→ INSTRUCTIONS
• A. Translate this sentence from the shortuuid page into Spanish: "The IDs won't be universally unique any longer, but the probability of a collision will still be very low."
• B. Return the stretch of the shortuuid page that begins at the words "Python 2.5 or" and stops after the words "do easy_install shortuuid.", copied exactly.

A generator library for concise, unambiguous and URL-safe UUIDs.

Stavros Korokithakis

Last update: Dec 31, 2022

Related tags

Text Processing shortuuid

Overview

Description

shortuuid is a simple python library that generates concise, unambiguous, URL-safe UUIDs.

Often, one needs to use non-sequential IDs in places where users will see them, but the IDs must be as concise and easy to use as possible. shortuuid solves this problem by generating uuids using Python's built-in uuid module and then translating them to base57 using lowercase and uppercase letters and digits, and removing similar-looking characters such as l, 1, I, O and 0.

https://travis-ci.org/skorokithakis/shortuuid.svg?branch=master

Installation

To install shortuuid you need:

Python 2.5 or later in the 2.x line (earlier than 2.6 not tested), or any 3.x.

If you have the dependencies, you have multiple options of installation:

With pip (preferred), do pip install shortuuid.
With setuptools, do easy_install shortuuid.
To install the source, download it from https://github.com/stochastic-technologies/shortuuid and do python setup.py install.

Usage

To use shortuuid, just import it in your project like so:

>>> import shortuuid

You can then generate a short UUID:

>>> shortuuid.uuid()
'vytxeTZskVKR7C7WgdSP3d'

If you prefer a version 5 UUID, you can pass a name (DNS or URL) to the call and it will be used as a namespace (uuid.NAMESPACE_DNS or uuid.NAMESPACE_URL) for the resulting UUID:

>>> shortuuid.uuid(name="example.com")
'wpsWLdLt9nscn2jbTD3uxe'
>>> shortuuid.uuid(name="http://example.com")
'c8sh5y9hdSMS6zVnrvf53T'

You can also generate a cryptographically secure random string (using os.urandom(), internally) with:

>>> shortuuid.ShortUUID().random(length=22)
'RaF56o2r58hTKT7AYS9doj'

To see the alphabet that is being used to generate new UUIDs:

>>> shortuuid.get_alphabet()
'23456789ABCDEFGHJKLMNPQRSTUVWXYZabcdefghijkmnopqrstuvwxyz'

If you want to use your own alphabet to generate UUIDs, use set_alphabet():

>>> shortuuid.set_alphabet("aaaaabcdefgh1230123")
>>> shortuuid.uuid()
'0agee20aa1hehebcagddhedddc0d2chhab3b'

shortuuid will automatically sort and remove duplicates from your alphabet to ensure consistency:

>>> shortuuid.get_alphabet()
'0123abcdefgh'

If the default 22 digits are too long for you, you can get shorter IDs by just truncating the string to the desired length. The IDs won't be universally unique any longer, but the probability of a collision will still be very low.

To serialize existing UUIDs, use encode() and decode():

>>> import uuid ; u = uuid.uuid4() ; u
UUID('6ca4f0f8-2508-4bac-b8f1-5d1e3da2247a')
>>> s = shortuuid.encode(u) ; s
'cu8Eo9RyrUsV4MXEiDZpLM'
>>> shortuuid.decode(s) == u
True
>>> short = s[:7] ; short
'cu8Eo9R'
>>> h = shortuuid.decode(short)
UUID('00000000-0000-0000-0000-00b8c0b9f952')
>>> shortuuid.decode(shortuuid.encode(h)) == h
True

Class-based usage

If you need to have various alphabets per-thread, you can use the ShortUUID class, like so:

>>> su = shortuuid.ShortUUID(alphabet="01345678")

→ DATA EXCERPT
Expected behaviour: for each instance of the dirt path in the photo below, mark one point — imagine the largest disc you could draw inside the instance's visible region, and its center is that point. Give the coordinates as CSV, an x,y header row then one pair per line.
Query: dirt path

→ ANSWERS TO THE PROBLEMS
• A. Los identificadores ya no serán universalmente únicos, pero la probabilidad de una colisión seguirá siendo muy baja.

• B.
Python 2.5 or later in the 2.x line (earlier than 2.6 not tested), or any 3.x.

If you have the dependencies, you have multiple options of installation:

With pip (preferred), do pip install shortuuid.
With setuptools, do easy_install shortuuid.